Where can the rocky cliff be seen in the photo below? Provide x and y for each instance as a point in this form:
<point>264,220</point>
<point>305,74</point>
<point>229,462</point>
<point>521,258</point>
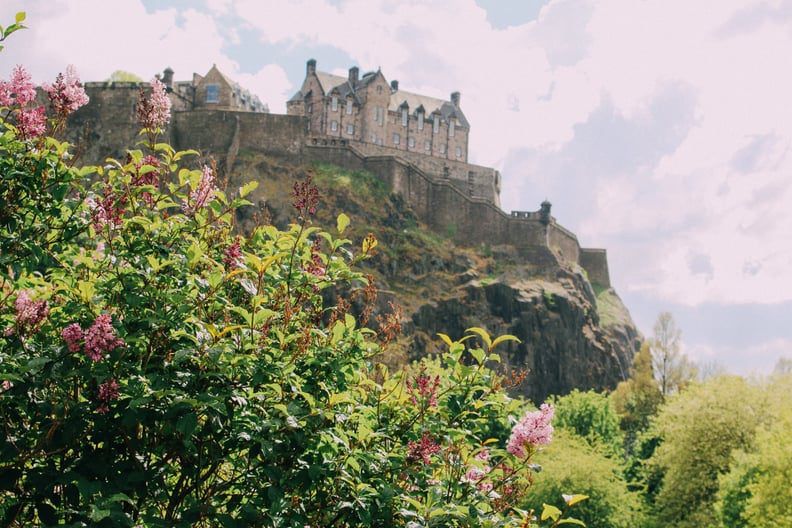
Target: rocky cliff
<point>572,334</point>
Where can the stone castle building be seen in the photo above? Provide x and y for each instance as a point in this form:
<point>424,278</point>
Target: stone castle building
<point>370,110</point>
<point>214,115</point>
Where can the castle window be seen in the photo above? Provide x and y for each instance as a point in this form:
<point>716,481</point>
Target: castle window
<point>212,93</point>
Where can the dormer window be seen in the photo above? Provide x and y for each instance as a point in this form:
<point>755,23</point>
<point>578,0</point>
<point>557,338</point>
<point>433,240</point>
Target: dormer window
<point>212,93</point>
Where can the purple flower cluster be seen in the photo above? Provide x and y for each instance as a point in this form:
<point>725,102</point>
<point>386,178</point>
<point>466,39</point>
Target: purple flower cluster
<point>203,194</point>
<point>20,90</point>
<point>306,197</point>
<point>424,390</point>
<point>29,314</point>
<point>154,112</point>
<point>67,94</point>
<point>233,255</point>
<point>99,339</point>
<point>534,429</point>
<point>423,449</point>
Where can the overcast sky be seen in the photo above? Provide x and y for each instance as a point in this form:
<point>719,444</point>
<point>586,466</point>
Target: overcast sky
<point>660,130</point>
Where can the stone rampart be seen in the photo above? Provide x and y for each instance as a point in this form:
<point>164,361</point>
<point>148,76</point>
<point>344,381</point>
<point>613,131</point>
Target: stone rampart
<point>457,199</point>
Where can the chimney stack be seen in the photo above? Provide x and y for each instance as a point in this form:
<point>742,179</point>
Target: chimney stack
<point>353,74</point>
<point>167,78</point>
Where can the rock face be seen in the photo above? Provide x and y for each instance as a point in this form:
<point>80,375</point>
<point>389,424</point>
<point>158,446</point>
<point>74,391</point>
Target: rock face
<point>562,344</point>
<point>572,334</point>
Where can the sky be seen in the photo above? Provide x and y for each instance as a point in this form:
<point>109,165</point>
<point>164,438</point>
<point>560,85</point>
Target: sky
<point>660,130</point>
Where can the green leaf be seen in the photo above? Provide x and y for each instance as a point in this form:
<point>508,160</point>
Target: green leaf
<point>570,520</point>
<point>483,334</point>
<point>571,500</point>
<point>342,222</point>
<point>550,512</point>
<point>247,188</point>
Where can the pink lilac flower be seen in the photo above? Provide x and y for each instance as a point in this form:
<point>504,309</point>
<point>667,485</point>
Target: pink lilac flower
<point>306,197</point>
<point>73,336</point>
<point>422,450</point>
<point>31,123</point>
<point>108,391</point>
<point>147,178</point>
<point>20,90</point>
<point>424,390</point>
<point>532,430</point>
<point>202,195</point>
<point>154,112</point>
<point>29,314</point>
<point>107,210</point>
<point>100,338</point>
<point>232,255</point>
<point>67,94</point>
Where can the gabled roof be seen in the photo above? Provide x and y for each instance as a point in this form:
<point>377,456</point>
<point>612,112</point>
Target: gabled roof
<point>430,105</point>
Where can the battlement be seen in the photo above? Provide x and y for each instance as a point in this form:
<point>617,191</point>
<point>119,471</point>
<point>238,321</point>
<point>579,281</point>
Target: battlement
<point>452,197</point>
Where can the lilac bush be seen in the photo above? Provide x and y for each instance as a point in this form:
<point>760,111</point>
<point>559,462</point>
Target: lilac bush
<point>159,368</point>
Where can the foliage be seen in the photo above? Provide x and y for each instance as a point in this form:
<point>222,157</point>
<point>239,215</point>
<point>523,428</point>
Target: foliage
<point>158,369</point>
<point>637,400</point>
<point>570,461</point>
<point>756,491</point>
<point>672,369</point>
<point>591,416</point>
<point>700,429</point>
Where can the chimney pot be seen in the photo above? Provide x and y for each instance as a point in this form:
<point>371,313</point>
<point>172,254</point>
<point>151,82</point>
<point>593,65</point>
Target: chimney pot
<point>354,72</point>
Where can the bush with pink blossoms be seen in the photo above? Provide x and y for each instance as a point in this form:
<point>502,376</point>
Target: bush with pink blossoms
<point>186,374</point>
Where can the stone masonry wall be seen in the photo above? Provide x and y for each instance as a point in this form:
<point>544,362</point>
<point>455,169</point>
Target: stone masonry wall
<point>453,198</point>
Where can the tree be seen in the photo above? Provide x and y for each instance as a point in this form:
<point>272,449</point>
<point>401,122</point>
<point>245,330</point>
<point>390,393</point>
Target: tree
<point>571,461</point>
<point>700,429</point>
<point>591,416</point>
<point>672,369</point>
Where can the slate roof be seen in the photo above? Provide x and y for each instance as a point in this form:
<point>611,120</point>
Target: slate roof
<point>330,82</point>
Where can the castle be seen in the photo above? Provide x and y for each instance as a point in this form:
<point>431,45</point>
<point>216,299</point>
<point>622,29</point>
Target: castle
<point>374,123</point>
<point>368,109</point>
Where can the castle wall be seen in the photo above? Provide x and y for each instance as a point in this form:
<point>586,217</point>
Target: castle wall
<point>595,262</point>
<point>453,198</point>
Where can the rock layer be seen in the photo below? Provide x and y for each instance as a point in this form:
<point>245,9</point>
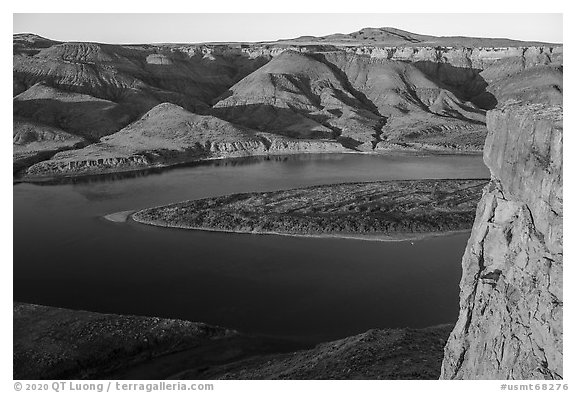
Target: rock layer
<point>510,322</point>
<point>373,90</point>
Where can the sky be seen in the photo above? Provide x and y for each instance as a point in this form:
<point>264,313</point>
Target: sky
<point>246,27</point>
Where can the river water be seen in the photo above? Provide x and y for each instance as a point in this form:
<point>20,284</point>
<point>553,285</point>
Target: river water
<point>67,255</point>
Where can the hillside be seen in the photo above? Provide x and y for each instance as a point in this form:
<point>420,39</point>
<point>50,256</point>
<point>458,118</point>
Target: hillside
<point>373,91</point>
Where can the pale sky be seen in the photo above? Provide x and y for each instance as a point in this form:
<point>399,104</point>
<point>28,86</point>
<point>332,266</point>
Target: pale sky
<point>191,28</point>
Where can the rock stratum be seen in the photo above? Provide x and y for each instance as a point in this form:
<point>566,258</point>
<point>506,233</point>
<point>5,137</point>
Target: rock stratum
<point>371,211</point>
<point>89,108</point>
<point>510,322</point>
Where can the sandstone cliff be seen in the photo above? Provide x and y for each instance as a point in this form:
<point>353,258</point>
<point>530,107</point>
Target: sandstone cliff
<point>373,90</point>
<point>510,322</point>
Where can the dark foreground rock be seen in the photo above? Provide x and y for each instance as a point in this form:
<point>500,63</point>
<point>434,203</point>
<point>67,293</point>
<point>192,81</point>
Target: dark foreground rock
<point>376,354</point>
<point>373,210</point>
<point>55,343</point>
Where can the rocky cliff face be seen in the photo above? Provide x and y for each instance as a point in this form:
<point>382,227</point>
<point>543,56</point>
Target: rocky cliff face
<point>510,322</point>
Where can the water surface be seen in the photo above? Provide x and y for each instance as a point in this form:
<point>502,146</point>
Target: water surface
<point>66,254</point>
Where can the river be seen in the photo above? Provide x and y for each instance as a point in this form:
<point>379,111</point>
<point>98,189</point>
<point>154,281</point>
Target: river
<point>67,255</point>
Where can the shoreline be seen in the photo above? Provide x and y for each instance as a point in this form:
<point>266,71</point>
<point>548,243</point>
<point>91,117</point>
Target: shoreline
<point>397,237</point>
<point>401,235</point>
<point>199,161</point>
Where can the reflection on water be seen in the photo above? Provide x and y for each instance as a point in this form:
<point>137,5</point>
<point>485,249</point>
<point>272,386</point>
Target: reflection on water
<point>314,289</point>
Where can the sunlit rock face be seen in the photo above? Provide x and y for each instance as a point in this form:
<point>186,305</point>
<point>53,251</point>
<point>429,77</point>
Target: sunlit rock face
<point>510,322</point>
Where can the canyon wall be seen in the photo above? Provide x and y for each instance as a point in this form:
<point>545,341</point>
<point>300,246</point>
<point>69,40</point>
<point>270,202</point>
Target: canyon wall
<point>510,322</point>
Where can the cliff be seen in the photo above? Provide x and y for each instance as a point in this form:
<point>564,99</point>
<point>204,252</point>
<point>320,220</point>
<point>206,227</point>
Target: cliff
<point>510,322</point>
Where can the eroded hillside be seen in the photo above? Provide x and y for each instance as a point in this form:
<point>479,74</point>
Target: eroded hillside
<point>370,91</point>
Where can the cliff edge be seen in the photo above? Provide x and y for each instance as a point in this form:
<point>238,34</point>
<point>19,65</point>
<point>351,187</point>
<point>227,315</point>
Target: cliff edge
<point>510,322</point>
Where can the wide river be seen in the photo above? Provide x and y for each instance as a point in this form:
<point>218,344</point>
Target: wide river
<point>67,255</point>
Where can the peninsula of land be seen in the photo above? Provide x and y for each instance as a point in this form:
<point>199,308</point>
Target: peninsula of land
<point>387,210</point>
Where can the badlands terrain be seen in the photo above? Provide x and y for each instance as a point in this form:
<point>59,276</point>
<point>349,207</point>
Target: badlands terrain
<point>375,211</point>
<point>88,108</point>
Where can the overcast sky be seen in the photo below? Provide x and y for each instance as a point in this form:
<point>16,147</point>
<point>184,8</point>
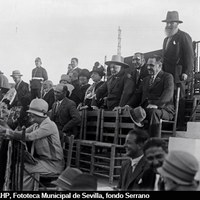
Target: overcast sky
<point>57,30</point>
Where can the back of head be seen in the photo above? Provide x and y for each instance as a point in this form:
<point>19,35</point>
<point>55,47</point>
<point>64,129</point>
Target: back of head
<point>155,142</point>
<point>141,135</point>
<point>180,166</point>
<point>38,107</point>
<point>84,182</point>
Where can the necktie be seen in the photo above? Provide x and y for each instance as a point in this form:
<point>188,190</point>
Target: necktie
<point>137,75</point>
<point>151,80</point>
<point>167,43</point>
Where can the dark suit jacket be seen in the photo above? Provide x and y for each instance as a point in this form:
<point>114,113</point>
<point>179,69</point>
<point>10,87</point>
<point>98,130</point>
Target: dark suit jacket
<point>22,91</point>
<point>49,98</point>
<point>179,55</point>
<point>160,93</point>
<point>130,180</point>
<point>67,118</point>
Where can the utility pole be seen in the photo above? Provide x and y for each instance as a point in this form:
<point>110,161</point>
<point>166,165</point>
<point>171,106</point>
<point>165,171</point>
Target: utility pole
<point>119,42</point>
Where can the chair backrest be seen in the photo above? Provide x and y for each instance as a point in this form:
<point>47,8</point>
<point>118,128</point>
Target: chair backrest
<point>125,125</point>
<point>109,128</point>
<point>173,122</point>
<point>81,126</point>
<point>68,149</point>
<point>91,124</point>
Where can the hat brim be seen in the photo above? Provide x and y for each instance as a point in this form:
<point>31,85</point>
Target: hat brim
<point>179,21</point>
<point>118,63</point>
<point>61,184</point>
<point>164,173</point>
<point>100,73</point>
<point>139,124</point>
<point>37,113</point>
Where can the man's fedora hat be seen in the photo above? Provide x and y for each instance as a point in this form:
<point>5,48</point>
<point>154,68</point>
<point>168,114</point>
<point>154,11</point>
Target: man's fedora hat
<point>172,16</point>
<point>119,60</point>
<point>98,68</point>
<point>85,73</point>
<point>16,73</point>
<point>137,115</point>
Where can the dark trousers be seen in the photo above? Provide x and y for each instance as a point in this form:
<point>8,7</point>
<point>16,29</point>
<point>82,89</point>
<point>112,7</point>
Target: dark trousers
<point>35,93</point>
<point>153,117</point>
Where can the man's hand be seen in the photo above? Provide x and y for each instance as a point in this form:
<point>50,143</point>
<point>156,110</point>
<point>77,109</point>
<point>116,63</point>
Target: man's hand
<point>184,77</point>
<point>120,109</point>
<point>152,106</point>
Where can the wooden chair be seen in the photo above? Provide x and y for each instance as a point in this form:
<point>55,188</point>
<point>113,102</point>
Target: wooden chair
<point>164,131</point>
<point>85,146</point>
<point>125,125</point>
<point>108,154</point>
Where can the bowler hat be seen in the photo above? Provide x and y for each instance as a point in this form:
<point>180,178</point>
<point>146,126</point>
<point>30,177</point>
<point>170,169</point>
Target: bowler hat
<point>180,166</point>
<point>16,73</point>
<point>137,115</point>
<point>66,178</point>
<point>38,107</point>
<point>172,16</point>
<point>65,77</point>
<point>119,60</point>
<point>98,68</point>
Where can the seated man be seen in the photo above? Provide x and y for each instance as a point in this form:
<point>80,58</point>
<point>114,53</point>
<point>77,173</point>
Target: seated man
<point>64,112</point>
<point>155,150</point>
<point>48,152</point>
<point>132,169</point>
<point>179,171</point>
<point>114,87</point>
<point>96,75</point>
<point>155,96</point>
<point>48,93</point>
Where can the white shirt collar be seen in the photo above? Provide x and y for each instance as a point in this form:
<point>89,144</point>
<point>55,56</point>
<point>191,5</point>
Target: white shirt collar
<point>135,161</point>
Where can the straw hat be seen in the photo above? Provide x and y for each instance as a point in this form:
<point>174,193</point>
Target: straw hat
<point>119,60</point>
<point>180,166</point>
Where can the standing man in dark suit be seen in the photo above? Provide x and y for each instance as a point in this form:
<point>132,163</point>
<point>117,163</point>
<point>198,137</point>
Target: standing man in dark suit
<point>39,75</point>
<point>178,57</point>
<point>155,96</point>
<point>64,112</point>
<point>133,168</point>
<point>21,87</point>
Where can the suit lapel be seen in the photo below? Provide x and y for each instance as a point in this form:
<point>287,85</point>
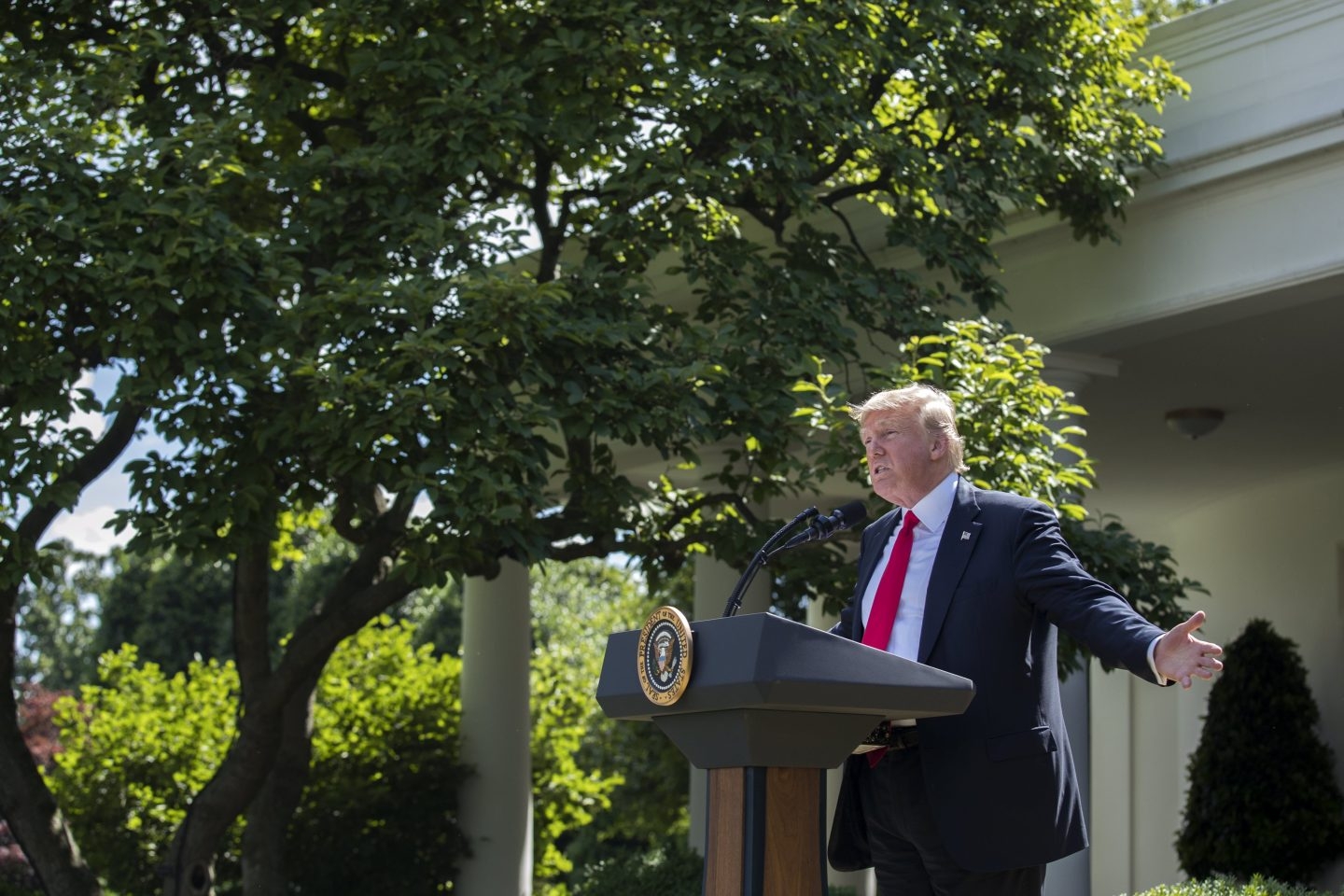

> Problem to solve:
Copy the lines of the records above word for word, starting with the line containing "Where can the utility" and going on through the line containing "<point>119,42</point>".

> Exercise result:
Where can the utility pole be seen in the photo above? Provide x and y for each instance as a point in this form:
<point>110,161</point>
<point>166,165</point>
<point>171,106</point>
<point>165,171</point>
Target: utility pole
<point>119,42</point>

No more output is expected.